Editor's note: NPR's Leila Fadel traveled across the country to meet young Muslims expressing themselves in new ways. You can see more from her Muslims in America series here and in the May issue of the National Geographic.
Bilqis Abdul-Qaadir was on her game. She played basketball for the University of Memphis in Tennessee and, as a high schooler in Massachusetts, set the state record for the highest all-time high school scorer for men and women — a record she still holds.
Abdul-Qaadir, now 24, was also the first Muslim woman in a headscarf to play NCAA Division I basketball. She is part of a new generation of Muslims who are loud and proud about their faith even in the midst of rising anti-Muslim hostility. But wearing a hijab would later block her from her ultimate dream — going pro.
In 2009, President Barack Obama praised her at a White House Ramadan dinner. "As an honor student, as an athlete on her way to Memphis," Obama said, "Bilqis is an inspiration not simply to Muslim girls — she's an inspiration to all of us."
In college, she walked onto courts across the country with her hijab on.
Not all the attention was positive.
"I would walk in the gym and people would look at me all crazy from the stands," she said. "There would be times when I would be shooting a free throw and it would be dead silent and somebody would yell out: 'She's wrapped in a king-size sheet' or 'look at that rag on her head.' "
She said it hurt, "but through my play, I would shut them up. It's like 'OK, I'm dressed in this, but I'm killing your team.' "
I had to choose between my faith and the sport that I love.
She has never been the type to cower. Not even as a kid, when she shunned Barbies and nail polish for basketball with the boys.
"I got judged a lot, even from Muslim communities that didn't think girls should be playing rough, or playing in front of men, you know those stereotypes," she said. "But that's not what our religion teaches. God blessed me with the talent, why not use it?"
After college, she had an opportunity to play professionally in Europe. But the International Basketball Federation, known as FIBA, banned religious head coverings.
"I had to choose between my faith and the sport that I love. And I questioned wearing my scarf," she said. "I questioned being Muslim at the time."
Ultimately, she chose her religion.
She also chose to fight, banding with other athletes who wear religious head coverings to pressure FIBA through petitions and social media campaigns to change the rule. Last year, they won that battle. Now all religious head coverings from the turban worn by Sikhs to the yarmulke to the hijab are allowed on the basketball court.

INFORMATION
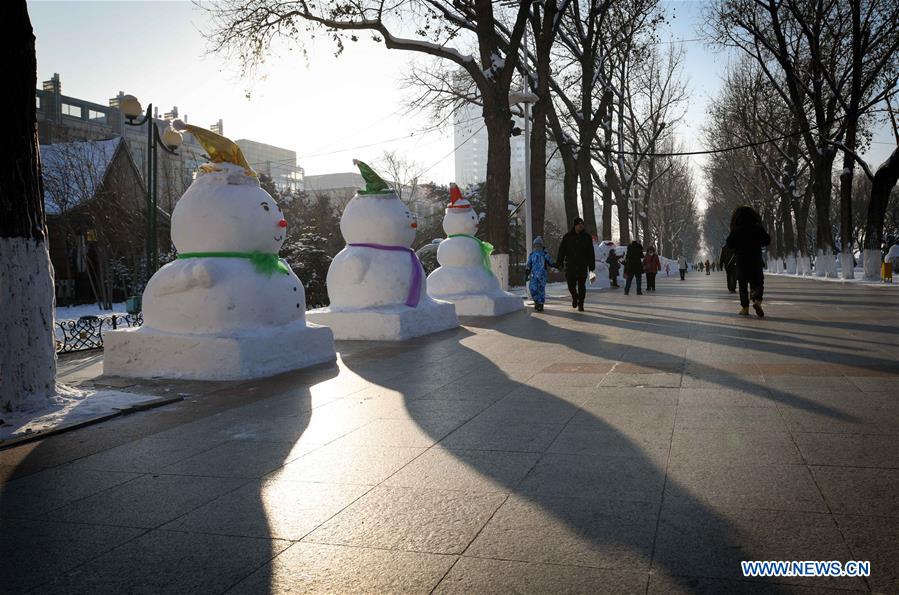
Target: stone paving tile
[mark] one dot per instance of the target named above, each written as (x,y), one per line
(236,458)
(468,470)
(478,575)
(851,490)
(727,448)
(701,542)
(588,440)
(849,450)
(621,416)
(317,568)
(493,435)
(589,532)
(722,397)
(875,539)
(276,508)
(146,455)
(170,562)
(728,418)
(401,432)
(48,490)
(411,519)
(592,476)
(148,501)
(33,552)
(771,487)
(340,463)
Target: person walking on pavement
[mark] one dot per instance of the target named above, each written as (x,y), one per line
(577,257)
(651,265)
(633,267)
(539,262)
(727,262)
(614,262)
(682,266)
(747,238)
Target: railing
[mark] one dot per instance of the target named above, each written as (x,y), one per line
(87,331)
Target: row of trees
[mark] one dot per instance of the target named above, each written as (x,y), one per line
(607,94)
(811,81)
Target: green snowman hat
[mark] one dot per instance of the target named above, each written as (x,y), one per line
(374,184)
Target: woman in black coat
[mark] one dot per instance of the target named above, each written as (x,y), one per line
(747,238)
(633,267)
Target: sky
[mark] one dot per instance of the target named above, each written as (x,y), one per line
(328,109)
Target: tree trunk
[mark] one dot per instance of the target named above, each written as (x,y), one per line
(823,234)
(498,120)
(27,348)
(885,179)
(585,176)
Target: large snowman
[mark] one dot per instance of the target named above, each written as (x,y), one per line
(376,284)
(228,307)
(464,276)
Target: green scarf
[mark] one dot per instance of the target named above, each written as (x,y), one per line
(486,250)
(266,263)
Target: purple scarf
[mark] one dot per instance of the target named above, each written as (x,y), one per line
(415,286)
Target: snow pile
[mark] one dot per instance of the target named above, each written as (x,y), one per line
(68,406)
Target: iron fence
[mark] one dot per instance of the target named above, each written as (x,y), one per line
(87,332)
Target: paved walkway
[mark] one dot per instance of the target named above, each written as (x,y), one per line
(646,445)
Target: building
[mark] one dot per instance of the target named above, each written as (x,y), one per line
(62,118)
(277,163)
(470,139)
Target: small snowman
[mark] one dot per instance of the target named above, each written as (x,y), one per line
(228,306)
(376,284)
(465,277)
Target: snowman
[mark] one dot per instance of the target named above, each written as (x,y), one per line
(465,277)
(227,307)
(376,284)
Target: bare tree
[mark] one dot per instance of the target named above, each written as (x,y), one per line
(27,350)
(247,28)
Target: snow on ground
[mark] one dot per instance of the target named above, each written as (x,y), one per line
(859,278)
(68,406)
(76,312)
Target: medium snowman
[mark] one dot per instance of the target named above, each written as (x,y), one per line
(376,284)
(228,289)
(465,276)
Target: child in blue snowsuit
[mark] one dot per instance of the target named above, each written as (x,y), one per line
(539,262)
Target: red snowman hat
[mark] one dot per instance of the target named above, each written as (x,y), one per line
(457,201)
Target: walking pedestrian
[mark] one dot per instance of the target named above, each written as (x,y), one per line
(633,267)
(682,266)
(747,238)
(651,266)
(576,255)
(539,262)
(728,263)
(614,262)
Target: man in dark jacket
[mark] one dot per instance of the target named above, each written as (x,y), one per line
(727,262)
(577,257)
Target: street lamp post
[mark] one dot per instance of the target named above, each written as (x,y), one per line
(169,141)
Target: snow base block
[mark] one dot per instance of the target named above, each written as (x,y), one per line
(485,305)
(387,323)
(144,352)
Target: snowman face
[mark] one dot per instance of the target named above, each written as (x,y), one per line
(460,221)
(378,219)
(227,218)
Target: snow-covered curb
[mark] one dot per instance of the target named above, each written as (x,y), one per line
(69,407)
(857,281)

YOUR TASK
Extend the article about Bilqis Abdul-Qaadir and the hijab ban in basketball, picking up right after its final sentence. The items have no connection to the article about Bilqis Abdul-Qaadir.

RESULT OF THIS EXERCISE
But it was too late for her to go pro. Abdul-Qaadir is now using her skills to teach the next generation how to play. She started the online campaign "Muslim Girls Hoop Too," is a motivational speaker and runs basketball clinics. That was what she was doing when we meet, running a clinic for young Muslim girls in Chicago.
She doesn't want the girls she is coaching to "go through what I went through," she says. "To put your life on hold or to put your career on hold, or your opportunities, because we're different or because people think we don't fit the norm."
Other Muslim women are also emerging on courts, fields and even boxing rings. Last year, teenage Muslim amateur boxer Amaiya Zafar of Oakdale, Minn., won a two-year fight to get a waiver so she could wear her hijab while boxing. And recently, Olympian fencer Ibtihaj Muhammad had a Barbie fashioned after her — the first with a head covering. Muhammad was the first Muslim American who wears hijab to compete for the U.S. Olympic team.
Back at the clinic, Medina Skenderi of Illinois helps Abdul-Qaadir wrangle the girls, including her little sister.
Skenderi, 19, discovered Abdul-Qaadir when she Googled sports hijabs online. She's a soccer player. "You don't see a lot of people with hijabs playing sports," she said. "She's pretty awesome."
Abdul-Qaadir says that even though basketball is "just a sport," her fight has a larger resonance.
"I want people to understand that we belong in every space whether it's on the court, whether it's in a hospital, whether it's in a courtroom, we belong regardless," she says. "I feel like when we break these barriers, we represent Muslim women all over."